Stored data entries
<<<<
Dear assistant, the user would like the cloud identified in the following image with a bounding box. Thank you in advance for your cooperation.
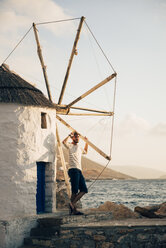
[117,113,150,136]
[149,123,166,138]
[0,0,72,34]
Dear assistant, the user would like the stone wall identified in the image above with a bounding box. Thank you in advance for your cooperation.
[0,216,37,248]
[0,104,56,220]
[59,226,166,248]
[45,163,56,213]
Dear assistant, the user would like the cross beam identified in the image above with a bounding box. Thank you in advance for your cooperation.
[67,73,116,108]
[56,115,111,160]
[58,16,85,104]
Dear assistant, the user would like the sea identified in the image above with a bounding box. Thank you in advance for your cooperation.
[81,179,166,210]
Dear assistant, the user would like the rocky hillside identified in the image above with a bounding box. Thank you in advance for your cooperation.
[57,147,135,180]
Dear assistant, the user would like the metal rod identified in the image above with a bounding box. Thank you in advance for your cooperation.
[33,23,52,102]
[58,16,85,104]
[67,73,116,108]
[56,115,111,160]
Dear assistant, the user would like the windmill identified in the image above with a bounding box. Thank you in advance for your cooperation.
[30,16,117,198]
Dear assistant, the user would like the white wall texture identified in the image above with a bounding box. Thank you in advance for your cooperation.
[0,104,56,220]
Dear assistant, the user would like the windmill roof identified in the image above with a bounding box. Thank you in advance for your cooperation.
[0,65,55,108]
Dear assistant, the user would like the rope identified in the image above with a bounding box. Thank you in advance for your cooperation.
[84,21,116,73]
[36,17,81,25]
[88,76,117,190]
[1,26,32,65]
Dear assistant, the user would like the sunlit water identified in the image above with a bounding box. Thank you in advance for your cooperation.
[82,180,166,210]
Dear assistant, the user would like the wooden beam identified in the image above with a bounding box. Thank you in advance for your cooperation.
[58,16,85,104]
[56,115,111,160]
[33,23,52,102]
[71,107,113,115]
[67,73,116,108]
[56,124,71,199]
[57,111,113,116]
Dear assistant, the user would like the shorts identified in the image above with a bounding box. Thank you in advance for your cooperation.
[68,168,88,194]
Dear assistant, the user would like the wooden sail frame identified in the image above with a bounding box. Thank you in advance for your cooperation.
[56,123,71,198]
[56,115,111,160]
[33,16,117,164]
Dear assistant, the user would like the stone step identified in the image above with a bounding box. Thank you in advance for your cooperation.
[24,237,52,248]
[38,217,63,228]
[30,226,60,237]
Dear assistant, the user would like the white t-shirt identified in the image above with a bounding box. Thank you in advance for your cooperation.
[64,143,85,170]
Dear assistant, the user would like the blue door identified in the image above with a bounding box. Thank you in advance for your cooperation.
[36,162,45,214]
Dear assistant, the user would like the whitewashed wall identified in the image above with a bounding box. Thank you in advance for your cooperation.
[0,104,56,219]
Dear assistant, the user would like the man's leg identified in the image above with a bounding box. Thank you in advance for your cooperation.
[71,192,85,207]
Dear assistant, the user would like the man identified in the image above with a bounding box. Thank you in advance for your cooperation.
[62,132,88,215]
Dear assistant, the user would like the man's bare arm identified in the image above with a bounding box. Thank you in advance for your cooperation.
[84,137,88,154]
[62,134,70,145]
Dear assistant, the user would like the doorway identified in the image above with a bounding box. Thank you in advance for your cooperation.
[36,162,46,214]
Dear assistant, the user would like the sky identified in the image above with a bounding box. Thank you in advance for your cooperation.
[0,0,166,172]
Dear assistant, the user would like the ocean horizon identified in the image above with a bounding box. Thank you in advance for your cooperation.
>>>>
<<<<
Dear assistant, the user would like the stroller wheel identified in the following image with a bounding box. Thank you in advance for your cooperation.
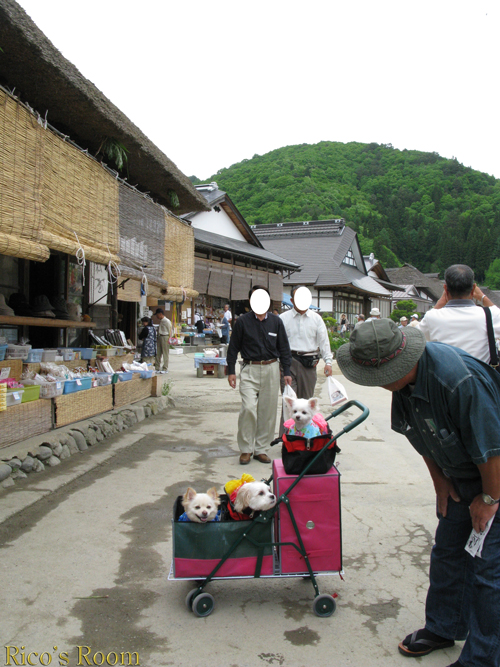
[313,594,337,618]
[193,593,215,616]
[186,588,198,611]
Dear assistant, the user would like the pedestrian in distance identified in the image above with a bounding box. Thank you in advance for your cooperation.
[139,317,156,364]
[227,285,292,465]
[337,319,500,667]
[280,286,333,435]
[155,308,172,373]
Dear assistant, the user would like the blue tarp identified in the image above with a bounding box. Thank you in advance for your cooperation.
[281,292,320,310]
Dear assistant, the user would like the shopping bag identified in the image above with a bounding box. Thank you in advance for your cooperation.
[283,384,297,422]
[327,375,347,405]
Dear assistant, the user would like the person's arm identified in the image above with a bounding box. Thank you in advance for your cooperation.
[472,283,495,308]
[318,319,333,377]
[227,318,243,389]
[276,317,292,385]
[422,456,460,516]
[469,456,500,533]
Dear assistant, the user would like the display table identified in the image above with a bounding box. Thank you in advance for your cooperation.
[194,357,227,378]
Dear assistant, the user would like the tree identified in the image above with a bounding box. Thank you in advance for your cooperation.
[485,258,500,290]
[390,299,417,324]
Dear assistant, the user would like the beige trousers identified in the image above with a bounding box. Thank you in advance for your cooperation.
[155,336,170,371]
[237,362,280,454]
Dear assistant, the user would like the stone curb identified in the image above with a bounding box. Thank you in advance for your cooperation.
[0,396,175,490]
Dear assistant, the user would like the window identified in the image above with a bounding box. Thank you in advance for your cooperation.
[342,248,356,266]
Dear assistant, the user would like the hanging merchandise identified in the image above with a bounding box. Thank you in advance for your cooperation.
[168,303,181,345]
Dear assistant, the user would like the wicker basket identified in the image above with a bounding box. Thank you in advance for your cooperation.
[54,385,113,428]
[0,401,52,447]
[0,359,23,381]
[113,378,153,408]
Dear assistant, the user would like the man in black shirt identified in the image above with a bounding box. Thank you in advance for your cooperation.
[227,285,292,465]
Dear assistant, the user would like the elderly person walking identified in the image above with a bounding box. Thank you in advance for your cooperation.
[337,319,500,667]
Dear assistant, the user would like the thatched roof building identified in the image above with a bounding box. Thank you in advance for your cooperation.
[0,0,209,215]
>>>>
<<<<
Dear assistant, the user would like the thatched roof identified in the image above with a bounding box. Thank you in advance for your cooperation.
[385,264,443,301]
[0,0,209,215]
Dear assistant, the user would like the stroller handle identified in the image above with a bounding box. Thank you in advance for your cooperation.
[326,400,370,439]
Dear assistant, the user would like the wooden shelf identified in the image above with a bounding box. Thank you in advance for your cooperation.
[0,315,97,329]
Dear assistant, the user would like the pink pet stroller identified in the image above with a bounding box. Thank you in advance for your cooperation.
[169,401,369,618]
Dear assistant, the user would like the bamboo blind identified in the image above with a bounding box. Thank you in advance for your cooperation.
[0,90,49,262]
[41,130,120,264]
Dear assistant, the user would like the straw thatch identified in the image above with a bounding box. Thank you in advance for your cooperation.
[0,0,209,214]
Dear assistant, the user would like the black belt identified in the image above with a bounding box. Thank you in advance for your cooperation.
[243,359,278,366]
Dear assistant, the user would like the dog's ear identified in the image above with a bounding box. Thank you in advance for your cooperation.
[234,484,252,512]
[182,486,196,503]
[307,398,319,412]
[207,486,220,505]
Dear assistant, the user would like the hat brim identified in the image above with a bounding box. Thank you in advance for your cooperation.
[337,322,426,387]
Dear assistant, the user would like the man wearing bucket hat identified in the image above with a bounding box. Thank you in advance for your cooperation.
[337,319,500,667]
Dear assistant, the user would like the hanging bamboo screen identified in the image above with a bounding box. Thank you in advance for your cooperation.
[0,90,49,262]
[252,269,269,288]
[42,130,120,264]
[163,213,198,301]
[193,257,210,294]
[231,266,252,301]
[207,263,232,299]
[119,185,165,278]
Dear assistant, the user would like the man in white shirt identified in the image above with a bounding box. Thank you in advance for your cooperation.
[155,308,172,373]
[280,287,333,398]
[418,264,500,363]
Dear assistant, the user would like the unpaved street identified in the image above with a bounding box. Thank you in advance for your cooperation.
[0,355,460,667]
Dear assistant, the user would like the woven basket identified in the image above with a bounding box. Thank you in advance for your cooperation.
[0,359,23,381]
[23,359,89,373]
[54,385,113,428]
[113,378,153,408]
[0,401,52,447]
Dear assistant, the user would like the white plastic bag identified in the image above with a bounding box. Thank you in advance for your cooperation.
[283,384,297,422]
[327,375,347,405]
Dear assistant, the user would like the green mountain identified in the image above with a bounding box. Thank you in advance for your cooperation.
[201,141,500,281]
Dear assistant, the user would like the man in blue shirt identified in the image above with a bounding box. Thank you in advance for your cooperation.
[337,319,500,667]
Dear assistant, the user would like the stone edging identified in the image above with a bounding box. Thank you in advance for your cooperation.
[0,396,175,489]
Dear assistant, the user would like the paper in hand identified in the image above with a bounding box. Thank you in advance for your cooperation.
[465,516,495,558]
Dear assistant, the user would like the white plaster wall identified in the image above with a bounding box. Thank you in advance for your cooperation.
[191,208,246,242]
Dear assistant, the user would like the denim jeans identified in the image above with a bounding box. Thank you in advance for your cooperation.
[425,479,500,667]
>>>>
### EXERCISE INSTRUCTIONS
State how many lines of the records above contain the word "thatched". Give only the number.

### TASK ANSWER
2